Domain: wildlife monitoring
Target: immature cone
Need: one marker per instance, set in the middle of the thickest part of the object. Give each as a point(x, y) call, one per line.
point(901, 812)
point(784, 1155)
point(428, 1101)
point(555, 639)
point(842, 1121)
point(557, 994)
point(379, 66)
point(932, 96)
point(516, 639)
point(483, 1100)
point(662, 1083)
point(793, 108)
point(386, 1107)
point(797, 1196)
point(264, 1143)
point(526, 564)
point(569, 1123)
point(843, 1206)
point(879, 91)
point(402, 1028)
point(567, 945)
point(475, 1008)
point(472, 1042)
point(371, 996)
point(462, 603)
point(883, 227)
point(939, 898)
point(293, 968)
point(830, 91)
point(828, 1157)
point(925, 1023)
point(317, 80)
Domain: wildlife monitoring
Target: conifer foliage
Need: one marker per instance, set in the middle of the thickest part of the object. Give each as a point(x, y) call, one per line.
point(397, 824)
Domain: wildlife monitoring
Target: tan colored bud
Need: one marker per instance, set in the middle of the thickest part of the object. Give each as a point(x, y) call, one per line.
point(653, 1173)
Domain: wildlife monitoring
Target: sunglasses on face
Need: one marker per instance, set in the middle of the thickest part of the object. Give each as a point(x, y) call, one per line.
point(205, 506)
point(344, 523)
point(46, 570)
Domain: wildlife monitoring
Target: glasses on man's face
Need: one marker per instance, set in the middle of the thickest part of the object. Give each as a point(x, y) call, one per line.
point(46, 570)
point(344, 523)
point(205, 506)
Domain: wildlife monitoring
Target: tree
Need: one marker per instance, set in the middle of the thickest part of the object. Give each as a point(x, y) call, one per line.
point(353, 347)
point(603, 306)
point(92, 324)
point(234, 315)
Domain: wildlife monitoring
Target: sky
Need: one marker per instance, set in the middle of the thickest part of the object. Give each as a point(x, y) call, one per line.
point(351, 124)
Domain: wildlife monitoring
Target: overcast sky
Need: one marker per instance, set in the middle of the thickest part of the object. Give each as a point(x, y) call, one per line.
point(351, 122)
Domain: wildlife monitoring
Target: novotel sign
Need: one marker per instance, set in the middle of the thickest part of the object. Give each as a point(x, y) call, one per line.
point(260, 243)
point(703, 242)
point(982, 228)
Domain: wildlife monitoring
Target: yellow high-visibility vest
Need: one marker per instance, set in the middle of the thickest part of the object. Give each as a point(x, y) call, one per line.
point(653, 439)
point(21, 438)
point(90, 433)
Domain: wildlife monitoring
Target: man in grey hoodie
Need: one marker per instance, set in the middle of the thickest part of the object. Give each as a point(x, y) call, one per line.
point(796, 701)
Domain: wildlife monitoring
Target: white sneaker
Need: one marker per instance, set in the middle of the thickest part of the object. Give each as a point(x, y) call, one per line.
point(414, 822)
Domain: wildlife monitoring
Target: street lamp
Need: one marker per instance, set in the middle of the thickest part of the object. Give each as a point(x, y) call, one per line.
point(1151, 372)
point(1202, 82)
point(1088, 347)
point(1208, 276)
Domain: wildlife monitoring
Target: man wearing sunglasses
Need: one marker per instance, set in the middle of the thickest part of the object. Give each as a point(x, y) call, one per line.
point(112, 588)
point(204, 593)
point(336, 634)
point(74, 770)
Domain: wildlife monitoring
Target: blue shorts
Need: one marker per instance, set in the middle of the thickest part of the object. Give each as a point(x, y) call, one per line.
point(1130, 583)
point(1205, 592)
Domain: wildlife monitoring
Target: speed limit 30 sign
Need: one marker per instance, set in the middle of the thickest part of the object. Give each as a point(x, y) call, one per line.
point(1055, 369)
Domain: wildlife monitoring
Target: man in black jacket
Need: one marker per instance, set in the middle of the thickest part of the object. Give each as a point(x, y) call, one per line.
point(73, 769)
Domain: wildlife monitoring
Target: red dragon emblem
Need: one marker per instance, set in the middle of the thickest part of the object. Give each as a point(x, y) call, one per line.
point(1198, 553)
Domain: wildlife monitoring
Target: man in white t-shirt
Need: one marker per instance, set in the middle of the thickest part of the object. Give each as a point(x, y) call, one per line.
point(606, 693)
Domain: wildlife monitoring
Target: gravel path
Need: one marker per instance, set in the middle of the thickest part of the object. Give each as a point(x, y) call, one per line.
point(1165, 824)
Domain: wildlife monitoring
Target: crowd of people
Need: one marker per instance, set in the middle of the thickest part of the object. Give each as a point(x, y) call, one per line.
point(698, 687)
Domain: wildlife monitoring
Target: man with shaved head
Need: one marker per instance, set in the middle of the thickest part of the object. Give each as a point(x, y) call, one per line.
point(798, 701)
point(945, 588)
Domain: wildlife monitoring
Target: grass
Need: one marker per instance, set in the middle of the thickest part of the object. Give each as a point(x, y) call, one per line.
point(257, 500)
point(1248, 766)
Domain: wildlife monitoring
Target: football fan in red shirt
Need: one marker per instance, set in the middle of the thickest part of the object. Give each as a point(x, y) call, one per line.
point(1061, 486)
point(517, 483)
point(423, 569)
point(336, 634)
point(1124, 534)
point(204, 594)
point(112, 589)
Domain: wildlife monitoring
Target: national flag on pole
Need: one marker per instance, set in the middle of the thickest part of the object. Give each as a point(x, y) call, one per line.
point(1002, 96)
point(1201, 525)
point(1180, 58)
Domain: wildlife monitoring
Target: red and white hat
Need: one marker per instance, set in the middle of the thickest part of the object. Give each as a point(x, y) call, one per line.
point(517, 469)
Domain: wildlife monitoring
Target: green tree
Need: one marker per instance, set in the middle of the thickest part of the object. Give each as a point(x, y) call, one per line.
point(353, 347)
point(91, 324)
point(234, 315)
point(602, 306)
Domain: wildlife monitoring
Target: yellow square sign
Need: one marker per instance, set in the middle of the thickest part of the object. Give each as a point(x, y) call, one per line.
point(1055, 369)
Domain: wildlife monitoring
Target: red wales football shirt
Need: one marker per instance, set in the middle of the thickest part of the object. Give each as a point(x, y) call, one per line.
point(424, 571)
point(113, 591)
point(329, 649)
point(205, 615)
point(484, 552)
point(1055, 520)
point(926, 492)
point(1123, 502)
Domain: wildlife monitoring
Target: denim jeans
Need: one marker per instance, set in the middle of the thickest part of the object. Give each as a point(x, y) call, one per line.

** Written request **
Write out every item above again, word for word, with no changes.

** Completed exercise **
Domain: wildlife monitoring
Target: immature cone
Need: one marker per instance, set in the middle of the thickest part of the object. Give each as a point(x, y) call, one per line.
point(901, 812)
point(784, 1155)
point(428, 1101)
point(555, 639)
point(842, 1121)
point(557, 994)
point(379, 66)
point(932, 96)
point(516, 639)
point(483, 1100)
point(662, 1083)
point(793, 108)
point(386, 1107)
point(797, 1196)
point(264, 1143)
point(526, 564)
point(569, 1123)
point(843, 1206)
point(879, 91)
point(402, 1028)
point(567, 945)
point(475, 1008)
point(472, 1042)
point(371, 996)
point(462, 603)
point(883, 227)
point(939, 898)
point(293, 968)
point(830, 91)
point(828, 1157)
point(925, 1023)
point(317, 80)
Domain: wildlife monitoring
Target: conifer foliage
Need: one marker per instance, set in the middle of the thickest part of the object. Give each as a point(x, y) call, one per line.
point(397, 824)
Domain: wildlife monitoring
Target: tan colored bud
Need: one marker per instance, set in the middle of the thickest part of the object. Give each as a point(x, y) call, one per line.
point(653, 1173)
Domain: wildlife monitoring
Target: sunglasses on face
Need: one marker per instance, set in the middle of the thickest part of the object. Give each as a point(x, y) call, one per line.
point(205, 506)
point(344, 523)
point(46, 570)
Domain: wildlife monitoring
Target: glasses on man's face
Need: one marker per instance, set in the middle of the thickest part of the object. Give each as a point(x, y) call, one per line.
point(46, 570)
point(344, 523)
point(205, 506)
Domain: wildlife monitoring
Target: tree
Need: one marker per instance, set in the middle of the thickest part of the object. Give each as a point(x, y) call, one per line.
point(353, 347)
point(603, 306)
point(92, 324)
point(234, 315)
Domain: wildlife monitoring
Target: sky
Need: one marker per instance, set in the middle of the thickest part of the object. Give each as a point(x, y) call, one per line.
point(351, 124)
Domain: wildlife monitoring
Target: overcast sky
Need: one marker per instance, set in the middle of the thickest part of the object. Give each as a point(x, y) call, one per line.
point(351, 122)
Domain: wildlife monitoring
Target: novotel sign
Need: one marker per instance, set in the middle of the thickest part of the object. Give each as a point(x, y) call, one per line.
point(260, 243)
point(703, 242)
point(982, 228)
Domain: wildlife monitoring
Target: yellow high-visibility vest
Need: one marker per instance, set in the middle of the thickest part of the object. Give each as a point(x, y) call, one per line.
point(653, 439)
point(21, 438)
point(90, 433)
Domain: wildlife monitoring
Target: man in grey hoodie
Need: one marker per instance, set in the middle of the thickest part of the object. Give each as a point(x, y) call, one per line.
point(796, 701)
Domain: wildlife monitoring
Target: white sneaker
Need: one marker per instance, set in the middle of the thickest part of the object. Give each as a point(x, y) call, one per line.
point(414, 822)
Domain: wildlife monitoring
Target: street lamp
Need: one marker per instance, set in the middle of the thickest part of the object. Give each as a point(x, y) call, one per line.
point(1151, 372)
point(1202, 82)
point(1088, 347)
point(1208, 276)
Domain: wildlife monitoring
Target: man wearing sunglasses
Need: one marker per instance, set in the middle of the thickest part of the object. Give each as a point(x, y) call, one per line.
point(112, 588)
point(204, 593)
point(336, 634)
point(74, 770)
Domain: wildlife monitoring
Target: blue shorts
Need: one marker per instance, set in the middle of the thickest part of the object. Give each as a point(x, y) call, one per line.
point(1130, 583)
point(1205, 592)
Domain: wildlife monitoring
Target: speed limit 30 sign
Need: one marker per instance, set in the middle of the thickest part of the object. Give each as a point(x, y) call, one per line.
point(1055, 369)
Domain: wildlife monitoring
Target: man in black jacket
Need: one marker per instance, set in the middle of the thickest part of the object. Give each as a point(x, y) call, one per line.
point(73, 769)
Domain: wildlife monitoring
Target: red dragon emblem
Need: one marker per instance, set in the middle of the thickest part of the object. Give each as a point(x, y) call, one per line.
point(1198, 553)
Domain: wildlife monitoring
Target: man in white t-shirt
Need: one marker per instance, set in the middle of the thickest part of the object. Give each as a point(x, y) call, one per line.
point(606, 693)
Domain: wildlife monitoring
Target: gravel path
Need: one marker per instance, set in the middle of the thickest part of the object. Give each as a point(x, y) call, one per line.
point(1165, 824)
Domain: wildlife monitoring
Target: crowd of people
Need: one marker per instance, set in the middle of the thickest part of the object. Give each as a point(x, y) call, one per line.
point(698, 687)
Domain: wildlife monitoring
Target: man with shaved head
Need: one marker per instance, set in the middle of the thickest part of the object. Give each as a point(x, y) call, one per line.
point(798, 701)
point(945, 588)
Domain: wildlife monitoring
Target: grass
Need: one marker per instance, set in the middle of the thickest part of the object. Give each as a point(x, y) call, one per line.
point(257, 500)
point(1248, 766)
Domain: wildlife monitoring
Target: football fan in red shirt
Need: one marker per instance, set in the middle of the thickest part of the object. Give each as a point(x, y) call, one per line.
point(1061, 486)
point(517, 483)
point(423, 569)
point(336, 634)
point(1124, 534)
point(204, 594)
point(112, 589)
Domain: wildlife monitoring
Target: national flag on pole
Need: one marker per instance, set in the middle of the thickest part of the object. Give each as a point(x, y) call, one per line.
point(1002, 96)
point(1201, 525)
point(1180, 58)
Domain: wildlife monitoring
Target: red and white hat
Need: one marker per instance, set in the middle of the thickest part of the object. Give each as a point(x, y) call, one per line.
point(517, 469)
Domain: wildlife monitoring
Target: green tree
Need: one marker per instance, set in the middle of the thickest part of the object. Give each as a point(x, y) call, one per line.
point(353, 347)
point(91, 324)
point(234, 315)
point(602, 306)
Domain: wildlife monitoring
Target: yellow square sign
Need: one marker per instance, set in the middle of the thickest part of the object. Give each as a point(x, y) call, one per line.
point(1055, 369)
Domain: wildlife monitoring
Target: red wales football shirt
Need: one marker per instance, set in the middle of the thickest part of the object. Give each as a point(x, y) call, one per line.
point(424, 571)
point(113, 591)
point(329, 649)
point(205, 615)
point(484, 552)
point(1055, 520)
point(926, 492)
point(1123, 502)
Domain: wildlife monitoring
Target: denim jeans
Need: one marker per instance, set in the middle of the thickest part of the object. Give each as a point(x, y) call, one per line.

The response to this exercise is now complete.